*** PAGE ***
Earnings Watch: Tesla speeds toward unpleasant earnings turn, Boeing faces tough questions

This post was originally published on this site

Prepare for an earnings onslaught in the week ahead, headlined by Tesla Inc., Boeing Co. and a flurry of big tech names.

A quarter of the S&P 500 index SPX, -0.39%  is set to report results in the coming week, along with a dozen Dow Jones Industrial Average DJIA, -0.95%  components, more than a third of the index.

Following this rush of numbers, investors will have a better sense of whether the S&P 500 will likely remain in an earnings recession, which occurs if the index sees average earnings fall for at least two straight quarters.

Read: 5 prominent U.S. companies are most at fault for the earnings recession

Tesla TSLA, -1.92%  looks likely to see year-over-year revenue decline in its first quarter and its third consecutive unprofitable quarter, despite selling a record number of cars. Investors will be looking for positive free cash flow, a forecast for profit or any signs that Tesla is on a path to profitability, or at least that demand is still strong for Tesla’s cars.

After Tesla announced its third-quarter delivery total, formerly bullish JMP Group analysts downgraded the stock to “hold” and said it was “the first time since covering the stock that we found ourselves wondering whether demand growth for (Tesla’s) cars might be leveling off.”

Chief Executive Elon Musk will attempt to counter that notion while attempting to get production started in China and prepping for the launch of the Model Y. An RBC analyst believes Tesla might move up that mid-SUV — which is expected to start production late next year — to help jolt growth.

Full preview: Tesla is about to show investors if it’s back on the road to profitability

Boeing BA, -6.79%  , which was the biggest contributor to the S&P 500’s earnings decline in the second quarter, will have to answer questions about reports on Friday saying it misled regulators about 737 Max safety long before two deadly crashes. While Boeing is expected to be back in the black this time around, it hasn’t escaped the Max controversy: The aircraft manufacturer is expected to report a 40% drop in profit and a 22% decline in sales.

Here are other key themes to watch for in the week ahead.

Tech titans

Two tech stalwarts of the Dow are set to report next week: Microsoft Corp. MSFT, -1.63%  on Wednesday and Intel Corp. INTC, -0.96%  on Thursday.

Microsoft is expected to ride the wave of its Azure cloud-computing business to another big quarter of growth. Analysts model 11% overall growth for the company, led by a 22% increase in the intelligent cloud segment. Intel’s report will show how customers are dealing with the potential for tariffs to affect PCs in December and whether they’ve been moving up orders to get ahead of that deadline. Such a move could impact Intel in a number of ways, according to Bernstein analyst Toni Sacconaghi, who’s interested to learn if supply constraints have returned and whether the company will issue a conservative forecast for the holiday quarter.
***
▸ **DIRECTIONS**
1: Reproduce the part of the earnings preview starting at "Following this rush" and ending at "two straight quarters.".
2: Decide whether each statement agrees with the earnings preview, answering yes or no and quoting the deciding words: (a) Boeing is expected to report a 40% drop in profit; (b) JMP Group analysts raised their rating on Tesla stock after its third-quarter delivery total; (c) analysts expect a 22% increase in Microsoft's intelligent cloud segment.
*** INFORMATION PROVIDED ***
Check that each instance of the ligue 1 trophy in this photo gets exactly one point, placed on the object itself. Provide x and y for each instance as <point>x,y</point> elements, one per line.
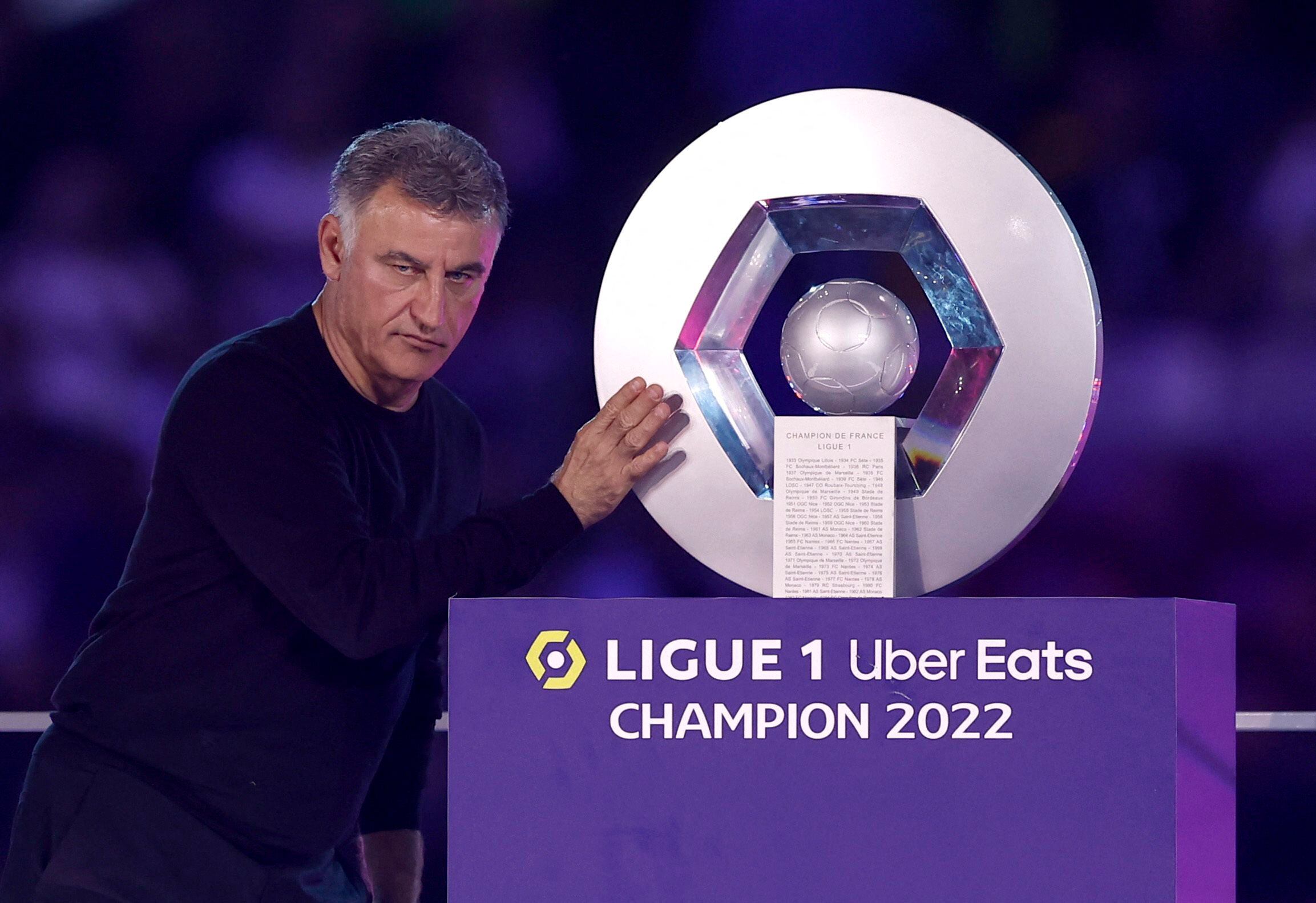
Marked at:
<point>998,266</point>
***
▸ **SOLUTIONS**
1:
Following this rush of numbers, investors will have a better sense of whether the S&P 500 will likely remain in an earnings recession, which occurs if the index sees average earnings fall for at least two straight quarters.

2:
(a) Yes: "The aircraft manufacturer is expected to report a 40% drop in profit and a 22% decline in sales."
(b) No: "formerly bullish JMP Group analysts downgraded the stock to “hold”"
(c) Yes: "led by a 22% increase in the intelligent cloud segment"